▸ DATASET RECORDS:

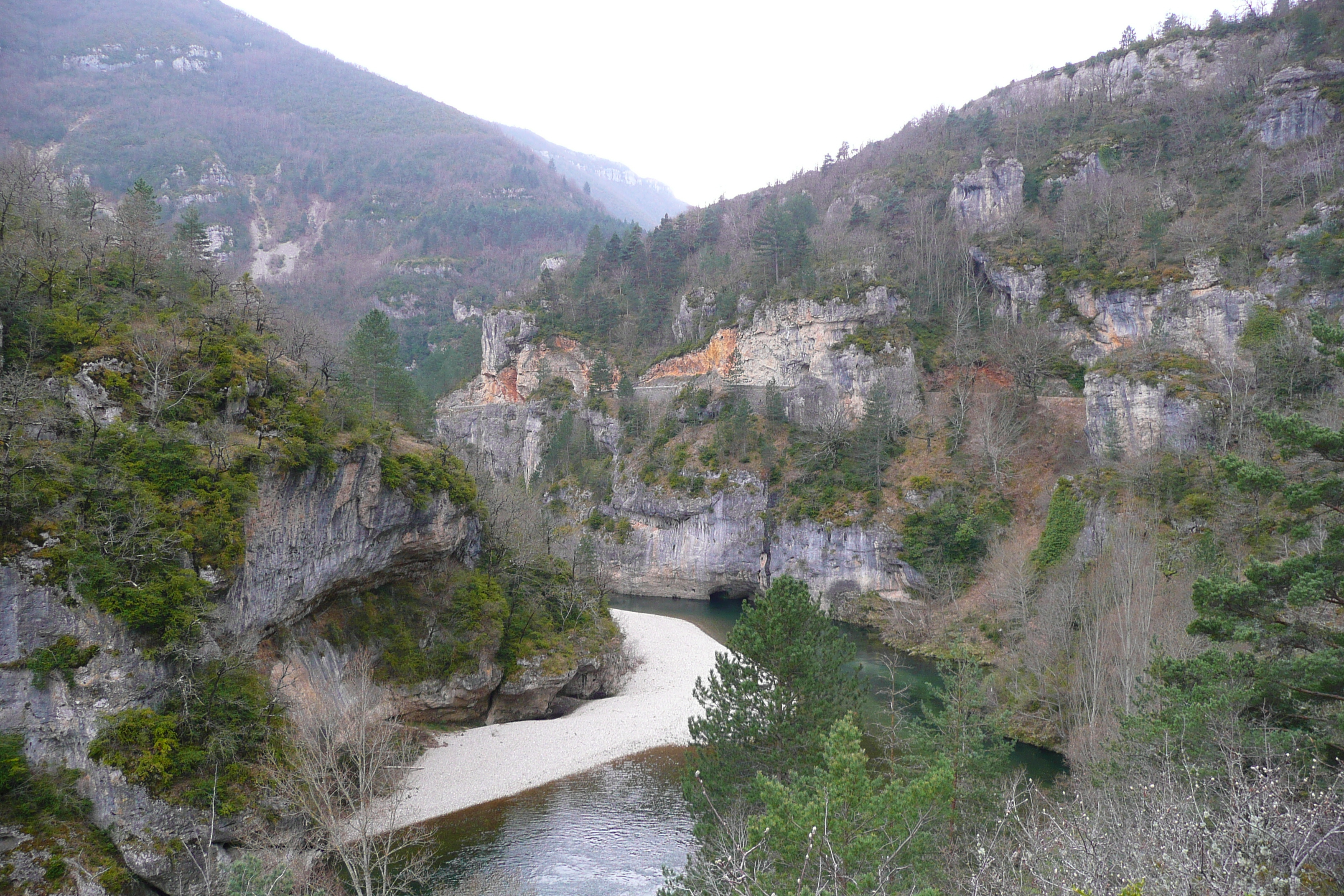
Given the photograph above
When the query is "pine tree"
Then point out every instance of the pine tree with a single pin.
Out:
(139, 238)
(191, 236)
(377, 375)
(771, 700)
(858, 215)
(1285, 614)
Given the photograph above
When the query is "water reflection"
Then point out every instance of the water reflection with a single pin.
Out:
(607, 832)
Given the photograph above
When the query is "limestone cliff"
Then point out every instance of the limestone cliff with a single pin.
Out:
(1198, 318)
(313, 535)
(310, 537)
(988, 198)
(725, 542)
(60, 720)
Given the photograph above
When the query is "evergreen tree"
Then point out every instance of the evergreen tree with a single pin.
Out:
(858, 215)
(600, 375)
(873, 443)
(1287, 613)
(191, 236)
(592, 262)
(769, 702)
(613, 252)
(781, 236)
(139, 237)
(377, 375)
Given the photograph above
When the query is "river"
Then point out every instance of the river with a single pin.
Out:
(609, 832)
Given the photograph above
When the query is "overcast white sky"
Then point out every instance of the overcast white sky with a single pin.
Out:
(713, 96)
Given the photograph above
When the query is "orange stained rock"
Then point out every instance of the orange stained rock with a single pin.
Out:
(503, 387)
(717, 358)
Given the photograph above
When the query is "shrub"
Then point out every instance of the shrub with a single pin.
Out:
(420, 479)
(65, 656)
(144, 746)
(1064, 522)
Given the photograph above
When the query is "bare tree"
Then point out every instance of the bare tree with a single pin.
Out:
(343, 777)
(1000, 430)
(831, 437)
(162, 362)
(1028, 351)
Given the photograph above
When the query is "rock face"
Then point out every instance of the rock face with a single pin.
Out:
(1198, 318)
(541, 688)
(60, 722)
(1127, 417)
(312, 537)
(723, 545)
(795, 346)
(988, 198)
(1292, 117)
(1195, 62)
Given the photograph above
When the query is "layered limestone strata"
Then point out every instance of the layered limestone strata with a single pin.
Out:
(721, 543)
(312, 537)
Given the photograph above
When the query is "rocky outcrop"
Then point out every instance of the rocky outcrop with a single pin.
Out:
(312, 537)
(695, 315)
(1127, 417)
(728, 545)
(542, 687)
(1292, 117)
(1195, 62)
(797, 347)
(503, 333)
(60, 720)
(88, 397)
(988, 198)
(1295, 108)
(1198, 316)
(514, 366)
(1018, 290)
(726, 542)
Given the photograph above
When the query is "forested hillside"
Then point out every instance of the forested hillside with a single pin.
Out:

▸ SET EXERCISE:
Print the complete listing exactly, apart from any pictures.

▸ EXPECTED ANSWER:
Given the photograph above
When the query is "pine tree"
Then point out every instance of the pine tree with a single pin.
Out:
(139, 238)
(191, 236)
(377, 375)
(771, 700)
(858, 215)
(1285, 614)
Given the photograph above
When the query is "water reflection"
Then point out every instance of the water reflection with a single pin.
Out:
(607, 832)
Given the photograph above
When the query is "limestone cliff"
Then point out every instance of the limestone cliff with a single pin.
Out:
(1198, 318)
(313, 535)
(310, 537)
(988, 198)
(725, 542)
(60, 720)
Given the photograph above
When the query is "evergreen tree"
Then point out every instance of the evergreen tree with a single pin.
Out:
(858, 215)
(600, 375)
(873, 443)
(1287, 613)
(191, 236)
(592, 262)
(769, 702)
(613, 252)
(781, 236)
(139, 237)
(377, 375)
Given the photograph above
When the query is "river"
Then point out every instance of the river with a single pin.
Out:
(609, 832)
Given the photograph above
When the query is "overcast white sky"
Then point out every instance of the overcast white sky with a single pin.
Out:
(713, 96)
Given the photograph above
When the query is "orange stained rock"
Then point out every instance of the orange stained rock with a single pin.
Out:
(503, 387)
(717, 358)
Given the photograph above
When the query is "shrub"
Then point out every instance of the shrub with a single pin.
Out:
(420, 479)
(65, 656)
(144, 746)
(1064, 522)
Given the photograph above
When the query is "bare tree"
Then point out every instance of the bare tree with a single pin.
Out:
(343, 777)
(1000, 430)
(831, 437)
(162, 362)
(1028, 351)
Given the photograph above
When the query is "rock face"
Then point out every instance of the rock face with a single pin.
Out:
(1198, 318)
(541, 688)
(60, 722)
(1127, 417)
(312, 537)
(723, 545)
(795, 346)
(988, 198)
(1292, 117)
(1195, 62)
Given the photograph above
When the query is "layered limestone strata"
Then point out every instance of the layered limestone strata with a single pin.
Out:
(721, 543)
(312, 537)
Given the photograph above
When the query is "rocky outcrop"
Then point out every instance of the rocky outcrop with a single pin.
Out:
(312, 537)
(695, 315)
(1127, 417)
(728, 545)
(542, 687)
(1292, 117)
(1195, 62)
(797, 347)
(503, 333)
(60, 720)
(88, 397)
(988, 198)
(1295, 108)
(1198, 316)
(514, 366)
(1018, 290)
(726, 542)
Given the photograph above
When the query is "forested hillside"
Then point out every instance of the forested hillside with a single pin.
Out:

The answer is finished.